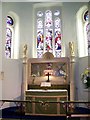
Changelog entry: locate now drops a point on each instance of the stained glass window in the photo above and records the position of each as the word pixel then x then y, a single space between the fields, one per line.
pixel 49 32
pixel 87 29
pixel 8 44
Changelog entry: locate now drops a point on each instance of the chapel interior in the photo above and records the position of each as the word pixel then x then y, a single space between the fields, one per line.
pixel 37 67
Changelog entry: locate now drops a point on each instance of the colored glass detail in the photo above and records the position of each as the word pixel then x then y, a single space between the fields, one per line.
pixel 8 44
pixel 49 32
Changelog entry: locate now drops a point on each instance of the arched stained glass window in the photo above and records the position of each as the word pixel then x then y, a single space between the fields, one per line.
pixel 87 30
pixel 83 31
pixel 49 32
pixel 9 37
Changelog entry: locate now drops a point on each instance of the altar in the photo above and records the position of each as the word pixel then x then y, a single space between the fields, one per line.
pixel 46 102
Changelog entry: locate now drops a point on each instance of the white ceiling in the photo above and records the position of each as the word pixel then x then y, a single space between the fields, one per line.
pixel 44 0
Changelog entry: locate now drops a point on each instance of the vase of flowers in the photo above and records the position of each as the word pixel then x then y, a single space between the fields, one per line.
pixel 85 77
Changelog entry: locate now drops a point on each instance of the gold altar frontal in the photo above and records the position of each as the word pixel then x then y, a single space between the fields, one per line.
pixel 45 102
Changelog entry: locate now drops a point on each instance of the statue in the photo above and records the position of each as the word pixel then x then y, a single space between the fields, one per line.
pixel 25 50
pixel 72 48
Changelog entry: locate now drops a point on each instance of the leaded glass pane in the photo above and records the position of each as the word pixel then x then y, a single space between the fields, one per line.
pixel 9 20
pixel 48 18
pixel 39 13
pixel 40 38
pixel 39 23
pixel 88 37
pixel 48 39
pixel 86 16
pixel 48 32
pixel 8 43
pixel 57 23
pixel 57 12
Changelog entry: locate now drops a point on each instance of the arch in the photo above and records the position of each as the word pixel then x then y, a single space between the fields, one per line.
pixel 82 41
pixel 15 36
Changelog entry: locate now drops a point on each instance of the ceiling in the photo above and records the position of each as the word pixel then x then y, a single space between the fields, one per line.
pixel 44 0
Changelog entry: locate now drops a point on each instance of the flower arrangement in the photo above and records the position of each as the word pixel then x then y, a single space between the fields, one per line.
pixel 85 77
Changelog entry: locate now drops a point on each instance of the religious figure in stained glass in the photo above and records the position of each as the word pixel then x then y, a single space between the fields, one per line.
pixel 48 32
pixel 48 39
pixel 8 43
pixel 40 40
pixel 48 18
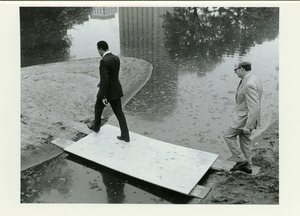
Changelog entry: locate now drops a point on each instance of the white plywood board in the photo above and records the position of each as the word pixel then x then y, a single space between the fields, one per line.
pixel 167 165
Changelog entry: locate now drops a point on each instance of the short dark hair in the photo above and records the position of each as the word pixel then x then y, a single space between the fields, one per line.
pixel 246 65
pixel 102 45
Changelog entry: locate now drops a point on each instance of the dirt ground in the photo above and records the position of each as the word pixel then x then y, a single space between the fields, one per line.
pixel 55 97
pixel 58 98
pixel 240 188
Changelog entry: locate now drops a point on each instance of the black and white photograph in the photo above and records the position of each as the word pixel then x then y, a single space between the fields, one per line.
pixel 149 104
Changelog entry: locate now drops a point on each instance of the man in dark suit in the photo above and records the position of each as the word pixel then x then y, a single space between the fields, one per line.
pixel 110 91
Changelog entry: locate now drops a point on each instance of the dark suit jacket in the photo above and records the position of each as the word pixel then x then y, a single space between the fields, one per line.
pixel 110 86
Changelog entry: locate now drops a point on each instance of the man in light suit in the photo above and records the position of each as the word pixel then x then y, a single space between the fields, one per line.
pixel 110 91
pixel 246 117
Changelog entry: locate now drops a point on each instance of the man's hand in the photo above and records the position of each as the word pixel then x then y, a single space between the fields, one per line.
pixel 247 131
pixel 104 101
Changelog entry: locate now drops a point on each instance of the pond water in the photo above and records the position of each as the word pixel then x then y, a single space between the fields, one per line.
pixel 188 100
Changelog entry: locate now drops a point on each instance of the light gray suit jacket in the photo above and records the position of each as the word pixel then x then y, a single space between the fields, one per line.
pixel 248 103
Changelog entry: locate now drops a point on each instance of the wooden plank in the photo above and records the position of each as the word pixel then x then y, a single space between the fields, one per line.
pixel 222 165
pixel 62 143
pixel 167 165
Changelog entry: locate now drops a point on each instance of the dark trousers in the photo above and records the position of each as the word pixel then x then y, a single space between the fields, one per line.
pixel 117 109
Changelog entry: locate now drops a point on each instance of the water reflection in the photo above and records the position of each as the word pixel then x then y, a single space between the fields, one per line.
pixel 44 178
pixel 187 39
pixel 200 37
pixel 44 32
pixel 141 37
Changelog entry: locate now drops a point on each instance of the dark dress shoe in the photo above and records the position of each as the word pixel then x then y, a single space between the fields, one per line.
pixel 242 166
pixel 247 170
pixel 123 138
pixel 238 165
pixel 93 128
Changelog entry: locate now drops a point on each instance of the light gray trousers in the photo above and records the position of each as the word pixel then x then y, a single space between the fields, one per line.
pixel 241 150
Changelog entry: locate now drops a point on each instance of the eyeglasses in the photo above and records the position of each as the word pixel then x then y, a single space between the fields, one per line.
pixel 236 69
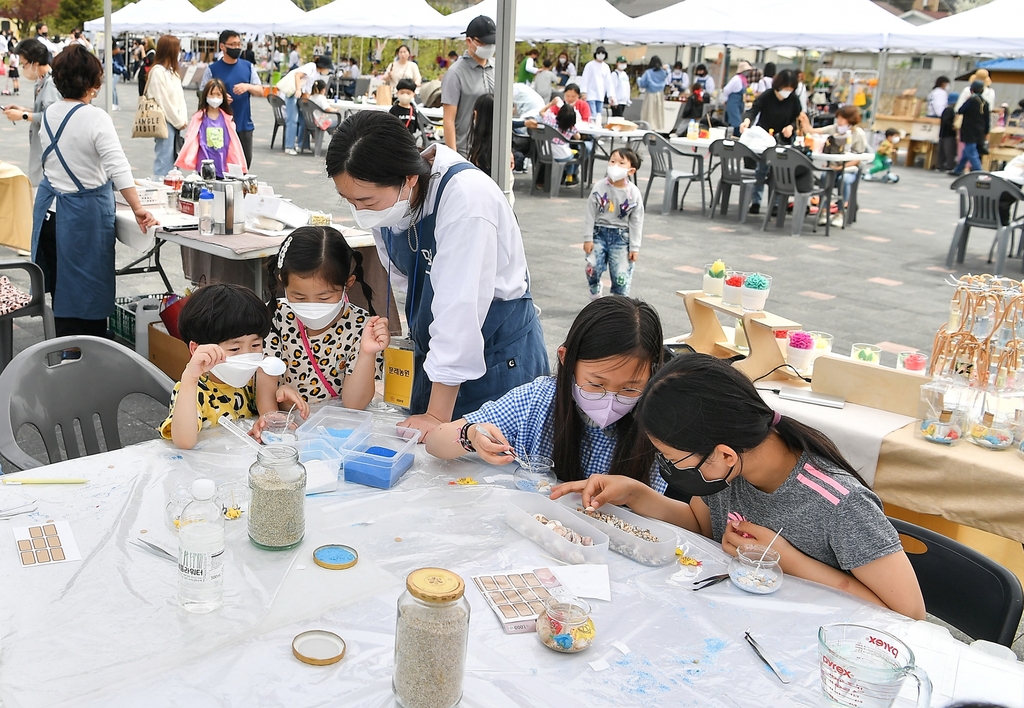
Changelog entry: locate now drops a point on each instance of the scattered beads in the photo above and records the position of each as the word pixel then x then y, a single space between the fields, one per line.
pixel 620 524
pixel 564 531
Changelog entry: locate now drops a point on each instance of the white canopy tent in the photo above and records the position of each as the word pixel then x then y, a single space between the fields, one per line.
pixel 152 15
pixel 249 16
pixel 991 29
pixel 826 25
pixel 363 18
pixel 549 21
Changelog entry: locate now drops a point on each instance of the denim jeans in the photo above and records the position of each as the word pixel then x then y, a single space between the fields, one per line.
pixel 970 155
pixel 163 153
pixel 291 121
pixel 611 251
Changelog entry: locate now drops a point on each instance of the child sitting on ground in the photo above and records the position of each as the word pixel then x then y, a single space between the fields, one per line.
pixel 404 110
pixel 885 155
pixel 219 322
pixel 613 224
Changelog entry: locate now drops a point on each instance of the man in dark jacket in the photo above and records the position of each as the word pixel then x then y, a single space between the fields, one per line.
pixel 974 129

------------------------------------

_Goal_
Starting at the line that has "the white ceiling" and ending after the line that has "pixel 72 48", set those lines out as a Markdown table with the columns Row and Line, numbering each line and dropping blank ones.

_In response_
| Row | Line |
|---|---|
| 1 | Changelog entry: locate now drops a point on each instance of the white ceiling in the photo above and records the position of each as the word pixel then x then y, a single space between the fields, one per line. |
| 2 | pixel 44 0 |
| 3 | Changelog entry: locate now drops a point on each instance of the vase of flowers in the photo above and records the position of each as the word pixel then x then y, a single space between the fields, one per line. |
| 4 | pixel 85 77 |
| 5 | Changelog entry: locate now drops a point on each instance of the gold altar frontal in the photo above and records the position of each as the word pixel then x then y, a single space between the fields, one per line. |
| 6 | pixel 45 102 |
| 7 | Changelog entry: locate now drops a point on each instance of the statue in the photo above and records the position of each as the word pixel then x then y, a single space between the fields, one per line. |
| 8 | pixel 25 50 |
| 9 | pixel 72 48 |